Despite int'l advice …Guyana's Energy Dept.
forges ahead with fiscal elements in Model PSA
Petroleumworld.com 01 09 2019
The International Monetary Fund (IMF) and more recently, the UK-based anti-corruption body, Chatham House, have advised Guyana's authorities to eliminate opportunities for one-on-one negotiations on the fiscal elements of petroleum contracts.
Both recommended that the Government put fiscal elements for the sector into standardized laws and regulations. In fact, Chatham House recently said, “Governments should move as many fiscal elements as possible into standardized laws and regulations that apply across licences. Although this can reduce flexibility, it simplifies administrative functions and minimizes the number of fiscal matters that need to be negotiated with each company…”
Be that as it may, the Energy Department has been pushing for the fiscal elements to be addressed in the model Production Sharing Agreement (PSA).
The Head of the Department, Dr. Mark Bynoe, had told Kaieteur News that the model PSA would contain best practices on various fiscal elements such as cost recoverable items for oil firms and auditing deadlines. He said this model would then be used to “negotiate” with oil companies.
Bynoe had said, “What we are seeking to do with the model PSA is not to present an instrument which would necessarily be used as a one stop shop. What we are seeking to do is to develop a best practice map…
“So we are looking to take from global best practices, what is best suited and we negotiate that …What the model PSA would do is to have the best practices incorporated …and provide scope for negotiations going forward.”
Kaieteur News tried several times to contract Dr. Bynoe yesterday to ascertain if at all, these fiscal elements would make it into the nation's old petroleum laws ad regulations. But these calls went unanswered.
Other transparency bodies such as the Natural Resource Governance Institute (NRGI), have also recommended to the nation's Members of Parliamentarian (MPs) to set fiscal instruments for oil through laws rather than individual contracts.
NRGI said that negotiated, rather than standardized fiscal regimes, are prevalent in the extractive sector. In this regard, it noted that setting fiscal regimes through laws increases transparency and accountability, because contracts are more likely to be kept secret. Also, the Institute said that negotiations bring additional opportunities for corruption or manipulation.
Additionally, if the applicable fiscal regime varies from contract to contract, NRGI said it can make monitoring onerous and frustrate the efforts of policymakers to carry out policy reforms.

Dataset rows
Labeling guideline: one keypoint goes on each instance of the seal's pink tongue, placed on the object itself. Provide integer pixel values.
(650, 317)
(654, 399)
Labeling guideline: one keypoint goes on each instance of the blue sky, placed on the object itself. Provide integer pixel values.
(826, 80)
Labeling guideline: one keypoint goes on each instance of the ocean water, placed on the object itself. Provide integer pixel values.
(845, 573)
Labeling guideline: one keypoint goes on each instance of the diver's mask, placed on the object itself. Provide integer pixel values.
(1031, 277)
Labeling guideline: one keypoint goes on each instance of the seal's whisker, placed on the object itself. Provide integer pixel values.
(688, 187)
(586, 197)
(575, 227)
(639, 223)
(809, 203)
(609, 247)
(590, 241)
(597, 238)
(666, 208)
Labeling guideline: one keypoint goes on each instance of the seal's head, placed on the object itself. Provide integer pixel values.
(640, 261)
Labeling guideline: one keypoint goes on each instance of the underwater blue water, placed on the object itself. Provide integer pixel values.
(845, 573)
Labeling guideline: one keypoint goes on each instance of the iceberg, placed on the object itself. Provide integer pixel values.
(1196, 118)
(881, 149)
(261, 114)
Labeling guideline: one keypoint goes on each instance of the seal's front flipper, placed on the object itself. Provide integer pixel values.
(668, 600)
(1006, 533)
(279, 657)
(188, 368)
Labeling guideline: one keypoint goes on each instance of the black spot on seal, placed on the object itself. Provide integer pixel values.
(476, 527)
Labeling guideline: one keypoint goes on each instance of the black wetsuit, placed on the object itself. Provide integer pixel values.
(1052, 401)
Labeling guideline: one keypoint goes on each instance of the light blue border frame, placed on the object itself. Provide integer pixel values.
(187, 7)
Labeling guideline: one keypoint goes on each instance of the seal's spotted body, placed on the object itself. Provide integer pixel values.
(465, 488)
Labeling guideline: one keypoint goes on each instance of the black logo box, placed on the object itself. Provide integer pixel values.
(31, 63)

Directions:
• a. In the article on Guyana's oil contract terms, who is named as head of the Energy Department?
• b. Write the next few paragraphs of the article on Guyana's oil contract terms, picking up after its final sentence.
These records have no connection to the article on Guyana's oil contract terms.

Task-by-task results:
• a. Dr. Mark Bynoe

• b.
The international group stated, too, that fiscal regimes should divide risk appropriately between the investor and the state. Uncertainty, it articulated, is inherent in the extractive sector. It said that oil, gas and mineral projects may encounter technical challenges or be affected by unexpected price increases or contractions.
As such, the Institute stressed that the fiscal regime should ensure that the State does not end up bearing a share of risk disproportionate to its expected return.
It said, too, that the state should be compensated for the loss of resources, regardless of the profitability of a given operation. NRGI said that this is because oil, gas and mineral resources are finite. It stressed that fiscal instruments such as baseline royalties provide a guaranteed return for the state even if a project runs losses.
The Institute also noted that transparency and consistency can help strengthen the state's position. In this regard, the body noted, “The extractive industries are characterized by significant asymmetries between states and private actors. States own the resources and thus have real bargaining power. However, companies often have more information about the specific parameters of extractive projects and are more sophisticated in tax planning, which can give them the upper hand in negotiations.”
Furthermore, NRGI stressed that fiscal regimes should be progressive. In this regard, it noted that extractive projects can generate substantial rents. It pointed out that rents (sometimes called “windfall tax”) are the financial returns above those a company requires to make the investment profitable.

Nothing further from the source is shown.